Rewrite every line of the data below, from the line with "Where can the leafless" to the line with "<point>1058,614</point>". Add 80 to each coordinate in the answer points only.

[BEGIN]

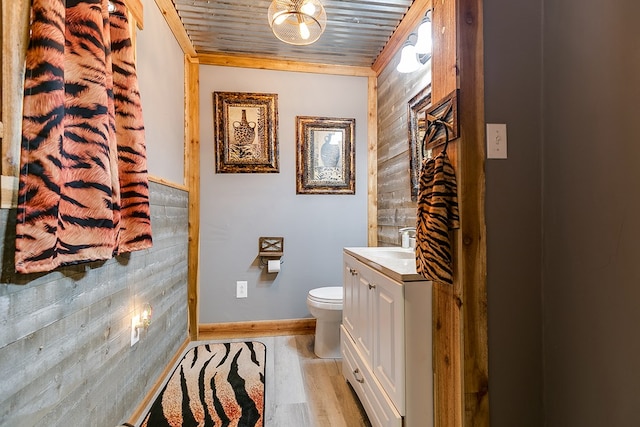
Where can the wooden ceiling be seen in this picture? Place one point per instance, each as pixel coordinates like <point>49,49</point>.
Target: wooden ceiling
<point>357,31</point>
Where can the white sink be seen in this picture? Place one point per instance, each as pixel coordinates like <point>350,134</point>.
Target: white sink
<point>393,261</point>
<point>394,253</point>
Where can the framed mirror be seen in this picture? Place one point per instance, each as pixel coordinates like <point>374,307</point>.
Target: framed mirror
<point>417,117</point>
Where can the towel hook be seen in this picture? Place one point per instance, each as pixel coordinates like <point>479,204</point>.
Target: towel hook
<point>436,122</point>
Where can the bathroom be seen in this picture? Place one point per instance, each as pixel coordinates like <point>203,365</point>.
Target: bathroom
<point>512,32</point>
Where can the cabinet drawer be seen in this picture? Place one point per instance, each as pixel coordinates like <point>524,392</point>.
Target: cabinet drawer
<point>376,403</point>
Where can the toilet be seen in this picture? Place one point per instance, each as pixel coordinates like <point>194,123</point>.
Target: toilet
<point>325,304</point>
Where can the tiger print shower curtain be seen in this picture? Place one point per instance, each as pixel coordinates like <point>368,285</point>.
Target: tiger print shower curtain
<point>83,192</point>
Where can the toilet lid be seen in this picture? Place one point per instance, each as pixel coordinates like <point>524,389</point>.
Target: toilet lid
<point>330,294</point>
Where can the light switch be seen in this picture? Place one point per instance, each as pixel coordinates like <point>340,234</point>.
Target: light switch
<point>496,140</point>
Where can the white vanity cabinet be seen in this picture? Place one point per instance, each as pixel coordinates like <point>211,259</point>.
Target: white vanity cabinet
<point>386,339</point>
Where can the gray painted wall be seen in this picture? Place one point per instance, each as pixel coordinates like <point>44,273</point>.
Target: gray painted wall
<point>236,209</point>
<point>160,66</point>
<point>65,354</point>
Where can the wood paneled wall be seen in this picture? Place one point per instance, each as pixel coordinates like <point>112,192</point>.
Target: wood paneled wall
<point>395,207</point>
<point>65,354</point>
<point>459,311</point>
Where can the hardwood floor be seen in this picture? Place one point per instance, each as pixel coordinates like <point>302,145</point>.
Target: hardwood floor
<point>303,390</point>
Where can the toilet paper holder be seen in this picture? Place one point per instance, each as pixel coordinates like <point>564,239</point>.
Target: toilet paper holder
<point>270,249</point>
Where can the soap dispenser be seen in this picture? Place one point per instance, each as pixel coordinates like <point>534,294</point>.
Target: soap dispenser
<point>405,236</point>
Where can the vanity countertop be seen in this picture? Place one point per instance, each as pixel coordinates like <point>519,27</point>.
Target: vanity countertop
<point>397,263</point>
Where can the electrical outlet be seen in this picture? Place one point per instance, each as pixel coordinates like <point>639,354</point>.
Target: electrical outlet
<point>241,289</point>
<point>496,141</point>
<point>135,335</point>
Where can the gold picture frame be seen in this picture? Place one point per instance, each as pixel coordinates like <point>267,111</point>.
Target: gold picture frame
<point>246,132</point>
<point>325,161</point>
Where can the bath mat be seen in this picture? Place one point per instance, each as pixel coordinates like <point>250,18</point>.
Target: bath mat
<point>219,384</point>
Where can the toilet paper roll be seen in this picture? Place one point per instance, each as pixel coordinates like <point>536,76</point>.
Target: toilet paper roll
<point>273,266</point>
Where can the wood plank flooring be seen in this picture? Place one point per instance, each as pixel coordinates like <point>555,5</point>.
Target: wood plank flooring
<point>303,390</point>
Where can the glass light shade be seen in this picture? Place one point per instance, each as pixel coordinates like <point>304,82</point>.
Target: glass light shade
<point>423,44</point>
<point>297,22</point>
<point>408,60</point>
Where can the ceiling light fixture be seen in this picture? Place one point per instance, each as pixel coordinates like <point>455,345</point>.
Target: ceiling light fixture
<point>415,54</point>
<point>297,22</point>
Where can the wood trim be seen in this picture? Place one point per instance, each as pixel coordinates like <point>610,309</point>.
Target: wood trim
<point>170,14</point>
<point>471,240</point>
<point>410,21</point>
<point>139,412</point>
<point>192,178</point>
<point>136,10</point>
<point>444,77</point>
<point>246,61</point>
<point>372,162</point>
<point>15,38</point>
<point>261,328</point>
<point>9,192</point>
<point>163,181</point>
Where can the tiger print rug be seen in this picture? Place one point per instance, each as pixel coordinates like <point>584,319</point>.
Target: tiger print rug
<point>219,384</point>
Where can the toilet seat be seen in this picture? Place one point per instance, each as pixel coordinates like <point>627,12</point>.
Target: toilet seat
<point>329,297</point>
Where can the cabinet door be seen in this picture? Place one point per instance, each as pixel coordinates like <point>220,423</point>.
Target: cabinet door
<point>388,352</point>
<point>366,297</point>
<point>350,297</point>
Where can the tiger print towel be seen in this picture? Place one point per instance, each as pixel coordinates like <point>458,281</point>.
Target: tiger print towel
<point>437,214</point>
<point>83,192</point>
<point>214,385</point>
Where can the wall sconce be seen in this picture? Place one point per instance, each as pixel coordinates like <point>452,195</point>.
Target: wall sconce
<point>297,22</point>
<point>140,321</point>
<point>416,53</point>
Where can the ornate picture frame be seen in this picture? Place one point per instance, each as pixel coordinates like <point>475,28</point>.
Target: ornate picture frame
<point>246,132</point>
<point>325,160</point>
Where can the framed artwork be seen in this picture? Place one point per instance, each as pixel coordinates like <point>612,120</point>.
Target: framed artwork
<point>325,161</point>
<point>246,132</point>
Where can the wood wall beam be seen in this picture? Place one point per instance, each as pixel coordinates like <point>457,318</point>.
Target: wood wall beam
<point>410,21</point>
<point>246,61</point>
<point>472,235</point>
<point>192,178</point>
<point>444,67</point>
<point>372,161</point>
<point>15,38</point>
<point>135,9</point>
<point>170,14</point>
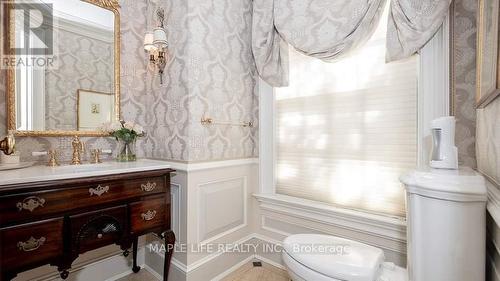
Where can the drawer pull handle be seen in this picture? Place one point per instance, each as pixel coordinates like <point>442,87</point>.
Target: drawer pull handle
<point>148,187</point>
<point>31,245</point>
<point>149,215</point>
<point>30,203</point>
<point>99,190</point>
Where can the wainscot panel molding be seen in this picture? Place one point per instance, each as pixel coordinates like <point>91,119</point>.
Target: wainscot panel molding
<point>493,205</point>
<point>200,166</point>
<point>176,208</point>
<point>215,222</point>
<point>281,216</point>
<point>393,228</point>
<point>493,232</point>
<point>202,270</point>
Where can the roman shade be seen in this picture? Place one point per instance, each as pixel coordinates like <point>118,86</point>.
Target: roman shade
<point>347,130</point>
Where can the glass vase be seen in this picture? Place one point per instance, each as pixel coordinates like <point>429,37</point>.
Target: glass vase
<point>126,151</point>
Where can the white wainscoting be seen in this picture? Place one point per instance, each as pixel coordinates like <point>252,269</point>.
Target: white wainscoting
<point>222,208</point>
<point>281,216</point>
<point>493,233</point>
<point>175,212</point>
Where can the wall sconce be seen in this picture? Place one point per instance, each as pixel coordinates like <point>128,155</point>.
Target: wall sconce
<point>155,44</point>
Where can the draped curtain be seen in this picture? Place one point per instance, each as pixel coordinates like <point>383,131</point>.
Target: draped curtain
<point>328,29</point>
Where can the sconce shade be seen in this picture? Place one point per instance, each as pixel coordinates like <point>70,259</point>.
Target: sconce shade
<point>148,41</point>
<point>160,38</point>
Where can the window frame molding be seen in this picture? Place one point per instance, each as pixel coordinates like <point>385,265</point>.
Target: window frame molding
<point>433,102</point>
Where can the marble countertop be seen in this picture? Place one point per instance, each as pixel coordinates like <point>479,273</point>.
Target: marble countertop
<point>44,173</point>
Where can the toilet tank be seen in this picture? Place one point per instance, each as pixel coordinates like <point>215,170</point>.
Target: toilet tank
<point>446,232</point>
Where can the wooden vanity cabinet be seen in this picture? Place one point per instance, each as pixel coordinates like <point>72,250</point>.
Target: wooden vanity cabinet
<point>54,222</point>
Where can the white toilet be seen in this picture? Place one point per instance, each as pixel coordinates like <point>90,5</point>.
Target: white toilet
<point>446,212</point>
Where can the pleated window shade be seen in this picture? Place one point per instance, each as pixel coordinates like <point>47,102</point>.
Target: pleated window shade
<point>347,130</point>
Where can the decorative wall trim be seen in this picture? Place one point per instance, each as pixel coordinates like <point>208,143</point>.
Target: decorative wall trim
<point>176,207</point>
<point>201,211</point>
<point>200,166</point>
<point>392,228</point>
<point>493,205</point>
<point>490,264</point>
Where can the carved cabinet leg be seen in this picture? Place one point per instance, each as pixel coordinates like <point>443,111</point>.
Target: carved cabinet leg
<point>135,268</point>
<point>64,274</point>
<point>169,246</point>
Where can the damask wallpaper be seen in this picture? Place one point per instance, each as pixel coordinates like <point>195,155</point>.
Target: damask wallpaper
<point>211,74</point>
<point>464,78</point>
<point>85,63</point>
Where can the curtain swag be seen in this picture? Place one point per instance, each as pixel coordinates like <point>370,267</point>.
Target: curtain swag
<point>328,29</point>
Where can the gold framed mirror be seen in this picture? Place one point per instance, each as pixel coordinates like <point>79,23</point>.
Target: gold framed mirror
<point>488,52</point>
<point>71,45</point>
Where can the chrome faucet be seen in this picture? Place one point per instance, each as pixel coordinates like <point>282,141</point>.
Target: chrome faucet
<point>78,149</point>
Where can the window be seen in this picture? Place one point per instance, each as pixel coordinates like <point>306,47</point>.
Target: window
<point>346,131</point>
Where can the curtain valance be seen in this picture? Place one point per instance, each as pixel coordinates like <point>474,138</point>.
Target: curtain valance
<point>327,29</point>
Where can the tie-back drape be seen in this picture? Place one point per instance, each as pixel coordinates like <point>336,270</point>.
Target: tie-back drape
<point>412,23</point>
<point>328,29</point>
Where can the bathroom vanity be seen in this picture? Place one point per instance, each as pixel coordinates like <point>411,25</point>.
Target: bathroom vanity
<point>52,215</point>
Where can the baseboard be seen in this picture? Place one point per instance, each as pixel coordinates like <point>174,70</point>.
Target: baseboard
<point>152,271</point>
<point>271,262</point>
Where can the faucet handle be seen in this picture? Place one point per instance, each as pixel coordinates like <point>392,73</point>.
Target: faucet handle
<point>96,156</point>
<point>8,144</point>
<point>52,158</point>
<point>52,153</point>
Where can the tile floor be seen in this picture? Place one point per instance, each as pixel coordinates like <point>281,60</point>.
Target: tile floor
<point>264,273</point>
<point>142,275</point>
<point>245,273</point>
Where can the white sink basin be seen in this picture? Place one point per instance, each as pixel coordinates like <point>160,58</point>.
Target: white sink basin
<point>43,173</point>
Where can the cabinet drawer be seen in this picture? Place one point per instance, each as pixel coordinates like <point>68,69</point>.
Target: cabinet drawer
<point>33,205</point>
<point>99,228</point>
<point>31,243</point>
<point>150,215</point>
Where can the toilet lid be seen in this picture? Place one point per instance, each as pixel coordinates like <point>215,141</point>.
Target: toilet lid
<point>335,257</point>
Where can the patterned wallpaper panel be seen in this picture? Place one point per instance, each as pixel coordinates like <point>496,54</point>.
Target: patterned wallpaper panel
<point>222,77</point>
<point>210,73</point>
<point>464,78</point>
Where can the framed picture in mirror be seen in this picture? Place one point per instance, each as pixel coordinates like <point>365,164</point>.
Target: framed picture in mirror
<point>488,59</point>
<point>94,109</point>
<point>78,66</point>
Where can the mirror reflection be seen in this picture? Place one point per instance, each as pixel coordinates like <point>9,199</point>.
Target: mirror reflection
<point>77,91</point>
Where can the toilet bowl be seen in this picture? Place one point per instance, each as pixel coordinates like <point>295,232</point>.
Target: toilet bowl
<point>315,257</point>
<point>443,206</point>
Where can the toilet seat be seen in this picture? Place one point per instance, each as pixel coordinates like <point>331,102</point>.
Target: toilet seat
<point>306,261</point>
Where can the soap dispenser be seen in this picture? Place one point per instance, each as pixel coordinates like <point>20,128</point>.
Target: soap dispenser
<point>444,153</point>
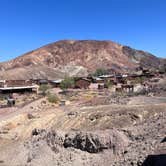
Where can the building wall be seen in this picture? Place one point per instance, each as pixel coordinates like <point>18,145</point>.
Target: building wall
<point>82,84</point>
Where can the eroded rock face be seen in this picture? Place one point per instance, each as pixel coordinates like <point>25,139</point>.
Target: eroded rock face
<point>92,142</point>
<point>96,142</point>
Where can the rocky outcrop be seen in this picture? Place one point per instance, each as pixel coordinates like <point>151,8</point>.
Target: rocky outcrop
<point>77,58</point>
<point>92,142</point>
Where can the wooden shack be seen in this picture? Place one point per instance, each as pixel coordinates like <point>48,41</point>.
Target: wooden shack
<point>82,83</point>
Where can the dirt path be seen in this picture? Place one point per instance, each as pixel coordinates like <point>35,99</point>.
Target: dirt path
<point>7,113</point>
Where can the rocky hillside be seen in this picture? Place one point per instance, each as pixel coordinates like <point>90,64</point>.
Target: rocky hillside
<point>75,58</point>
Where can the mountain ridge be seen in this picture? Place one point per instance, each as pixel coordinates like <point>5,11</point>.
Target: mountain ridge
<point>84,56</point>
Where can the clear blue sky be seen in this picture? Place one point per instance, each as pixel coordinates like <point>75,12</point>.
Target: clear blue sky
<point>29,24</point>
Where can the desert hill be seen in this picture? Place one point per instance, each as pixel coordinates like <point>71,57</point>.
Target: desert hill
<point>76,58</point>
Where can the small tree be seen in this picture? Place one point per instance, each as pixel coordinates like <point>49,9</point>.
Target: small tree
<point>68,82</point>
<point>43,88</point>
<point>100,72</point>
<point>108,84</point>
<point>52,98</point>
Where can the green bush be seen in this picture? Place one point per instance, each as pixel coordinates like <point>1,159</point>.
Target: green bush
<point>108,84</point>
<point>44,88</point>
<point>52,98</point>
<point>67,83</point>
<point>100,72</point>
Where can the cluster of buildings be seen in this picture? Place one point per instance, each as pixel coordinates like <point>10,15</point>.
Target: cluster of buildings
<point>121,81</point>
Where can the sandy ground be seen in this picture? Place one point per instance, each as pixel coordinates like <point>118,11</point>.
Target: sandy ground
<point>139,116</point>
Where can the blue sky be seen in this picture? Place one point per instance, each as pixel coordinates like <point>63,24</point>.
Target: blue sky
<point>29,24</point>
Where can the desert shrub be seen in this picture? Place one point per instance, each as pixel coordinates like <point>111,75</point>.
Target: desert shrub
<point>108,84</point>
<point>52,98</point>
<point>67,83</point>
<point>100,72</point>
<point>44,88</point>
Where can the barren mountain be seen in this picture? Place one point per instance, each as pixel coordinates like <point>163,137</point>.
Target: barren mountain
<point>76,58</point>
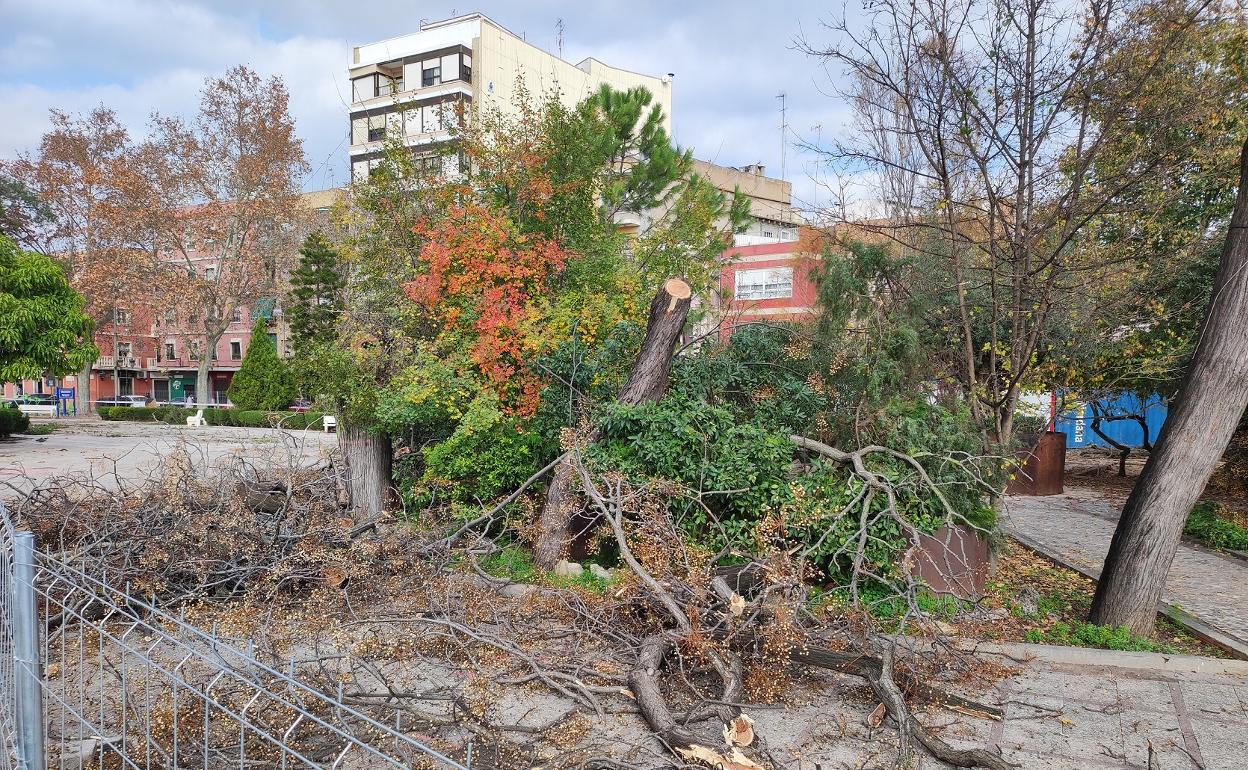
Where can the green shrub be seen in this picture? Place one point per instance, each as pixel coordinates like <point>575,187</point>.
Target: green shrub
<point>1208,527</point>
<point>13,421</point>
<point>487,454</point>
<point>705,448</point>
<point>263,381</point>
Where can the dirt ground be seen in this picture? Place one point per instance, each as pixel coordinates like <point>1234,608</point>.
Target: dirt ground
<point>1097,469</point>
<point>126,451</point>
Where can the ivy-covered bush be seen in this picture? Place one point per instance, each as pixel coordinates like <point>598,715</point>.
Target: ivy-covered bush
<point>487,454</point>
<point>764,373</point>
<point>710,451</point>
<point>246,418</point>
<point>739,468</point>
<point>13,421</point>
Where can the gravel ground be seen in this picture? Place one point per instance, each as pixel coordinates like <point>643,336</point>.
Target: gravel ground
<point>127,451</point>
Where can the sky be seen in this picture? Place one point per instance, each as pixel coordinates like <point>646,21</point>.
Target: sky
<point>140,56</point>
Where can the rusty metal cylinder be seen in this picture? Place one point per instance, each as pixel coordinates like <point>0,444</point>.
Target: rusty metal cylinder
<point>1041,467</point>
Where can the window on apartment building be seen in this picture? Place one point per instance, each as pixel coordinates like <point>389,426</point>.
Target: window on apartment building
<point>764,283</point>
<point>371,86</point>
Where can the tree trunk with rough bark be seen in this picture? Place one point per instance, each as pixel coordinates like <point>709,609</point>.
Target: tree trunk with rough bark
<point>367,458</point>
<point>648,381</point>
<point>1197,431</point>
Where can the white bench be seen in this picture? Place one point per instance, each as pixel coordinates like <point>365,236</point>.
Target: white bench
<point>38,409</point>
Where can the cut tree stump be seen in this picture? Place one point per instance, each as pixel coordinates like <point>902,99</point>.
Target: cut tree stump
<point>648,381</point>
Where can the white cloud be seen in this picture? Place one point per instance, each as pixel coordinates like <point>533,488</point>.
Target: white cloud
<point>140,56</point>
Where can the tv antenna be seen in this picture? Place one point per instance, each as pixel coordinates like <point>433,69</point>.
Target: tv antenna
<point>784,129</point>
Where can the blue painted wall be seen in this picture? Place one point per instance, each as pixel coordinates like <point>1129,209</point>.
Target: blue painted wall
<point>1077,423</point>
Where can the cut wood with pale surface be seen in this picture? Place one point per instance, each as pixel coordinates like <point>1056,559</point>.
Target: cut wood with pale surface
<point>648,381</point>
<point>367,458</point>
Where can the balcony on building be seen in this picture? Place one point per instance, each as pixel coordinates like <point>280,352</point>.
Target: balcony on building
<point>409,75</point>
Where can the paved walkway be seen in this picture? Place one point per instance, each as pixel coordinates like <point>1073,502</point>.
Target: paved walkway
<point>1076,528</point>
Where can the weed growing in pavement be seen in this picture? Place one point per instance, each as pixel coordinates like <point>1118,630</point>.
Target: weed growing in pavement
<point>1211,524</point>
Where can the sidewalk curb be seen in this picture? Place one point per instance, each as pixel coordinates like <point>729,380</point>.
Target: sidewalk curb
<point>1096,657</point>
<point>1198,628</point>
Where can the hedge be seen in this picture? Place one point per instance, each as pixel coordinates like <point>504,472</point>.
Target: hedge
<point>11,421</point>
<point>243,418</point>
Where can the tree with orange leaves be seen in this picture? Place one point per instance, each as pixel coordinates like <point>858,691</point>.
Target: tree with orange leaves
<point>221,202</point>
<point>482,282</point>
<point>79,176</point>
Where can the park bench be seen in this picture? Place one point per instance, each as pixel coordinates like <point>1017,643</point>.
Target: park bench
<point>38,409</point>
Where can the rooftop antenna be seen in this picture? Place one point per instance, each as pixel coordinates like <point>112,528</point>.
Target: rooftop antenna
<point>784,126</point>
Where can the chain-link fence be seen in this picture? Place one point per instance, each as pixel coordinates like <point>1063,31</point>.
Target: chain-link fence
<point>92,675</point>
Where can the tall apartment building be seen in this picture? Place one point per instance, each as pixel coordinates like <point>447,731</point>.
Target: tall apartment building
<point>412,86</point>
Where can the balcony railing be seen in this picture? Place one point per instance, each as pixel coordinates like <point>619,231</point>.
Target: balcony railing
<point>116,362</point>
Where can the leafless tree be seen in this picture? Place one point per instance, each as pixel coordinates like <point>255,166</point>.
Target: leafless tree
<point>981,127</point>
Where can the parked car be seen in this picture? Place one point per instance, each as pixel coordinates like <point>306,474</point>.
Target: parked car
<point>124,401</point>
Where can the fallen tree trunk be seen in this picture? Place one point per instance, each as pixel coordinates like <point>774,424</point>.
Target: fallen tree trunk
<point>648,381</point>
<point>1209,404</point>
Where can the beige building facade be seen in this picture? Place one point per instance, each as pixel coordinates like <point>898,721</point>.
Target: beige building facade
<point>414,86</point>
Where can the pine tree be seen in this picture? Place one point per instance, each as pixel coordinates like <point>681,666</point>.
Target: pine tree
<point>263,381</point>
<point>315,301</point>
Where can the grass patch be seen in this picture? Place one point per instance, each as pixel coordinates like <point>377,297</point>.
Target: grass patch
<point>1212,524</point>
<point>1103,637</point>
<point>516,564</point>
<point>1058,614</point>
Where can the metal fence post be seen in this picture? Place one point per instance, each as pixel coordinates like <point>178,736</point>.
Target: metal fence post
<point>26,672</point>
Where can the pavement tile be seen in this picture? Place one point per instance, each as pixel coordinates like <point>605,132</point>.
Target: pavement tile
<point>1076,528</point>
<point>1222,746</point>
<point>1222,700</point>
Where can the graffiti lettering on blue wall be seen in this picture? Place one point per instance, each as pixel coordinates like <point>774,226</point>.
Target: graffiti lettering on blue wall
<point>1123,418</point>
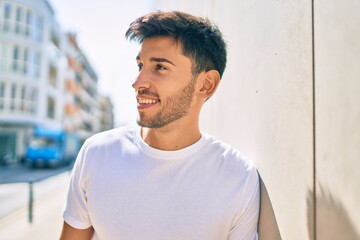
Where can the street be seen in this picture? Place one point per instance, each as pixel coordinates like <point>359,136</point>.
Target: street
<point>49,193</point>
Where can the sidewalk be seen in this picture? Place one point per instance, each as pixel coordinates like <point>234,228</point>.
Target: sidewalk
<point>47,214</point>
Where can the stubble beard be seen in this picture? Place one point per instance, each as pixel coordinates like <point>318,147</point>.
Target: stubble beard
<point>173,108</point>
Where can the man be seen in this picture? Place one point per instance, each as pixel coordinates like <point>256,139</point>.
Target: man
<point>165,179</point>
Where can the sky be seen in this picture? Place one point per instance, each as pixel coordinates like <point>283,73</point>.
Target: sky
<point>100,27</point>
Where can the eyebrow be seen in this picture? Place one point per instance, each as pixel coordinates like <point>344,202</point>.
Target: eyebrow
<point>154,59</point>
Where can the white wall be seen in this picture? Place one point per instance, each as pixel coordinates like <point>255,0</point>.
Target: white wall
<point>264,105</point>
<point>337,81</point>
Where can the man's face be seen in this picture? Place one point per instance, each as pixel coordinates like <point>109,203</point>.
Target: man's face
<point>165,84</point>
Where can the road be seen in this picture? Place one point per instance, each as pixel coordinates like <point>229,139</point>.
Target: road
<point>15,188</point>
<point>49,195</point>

[END]

• **Response for this exercise**:
Where can the leafless tree be seen in this picture? Place one point per instance, each as pixel coordinates like <point>255,166</point>.
Target: leafless tree
<point>1061,207</point>
Where can the parked car be seen in this picture? Place one point per instance, each as pixel coordinates like <point>306,474</point>.
Target: parked car
<point>204,481</point>
Where can the fallen tree trunk be seen in this picture? Place one point per instance, each as pixel coordinates like <point>774,424</point>.
Target: fallen tree trunk
<point>728,461</point>
<point>1289,484</point>
Where can the beige building facade be seen in this picture? Place one point per instance, each as pixel coordinates like <point>898,721</point>.
Target: beige building facade
<point>494,166</point>
Where can the pine tree be seen in this picture? Place one point per instance, each as pixel coordinates like <point>681,666</point>.
Target: pine tree
<point>343,461</point>
<point>395,381</point>
Where can the grass patch be seen in this picture? Place one point per instance, each as pixel coordinates like <point>377,297</point>.
Target: grass patch
<point>1292,604</point>
<point>1183,717</point>
<point>596,644</point>
<point>1138,694</point>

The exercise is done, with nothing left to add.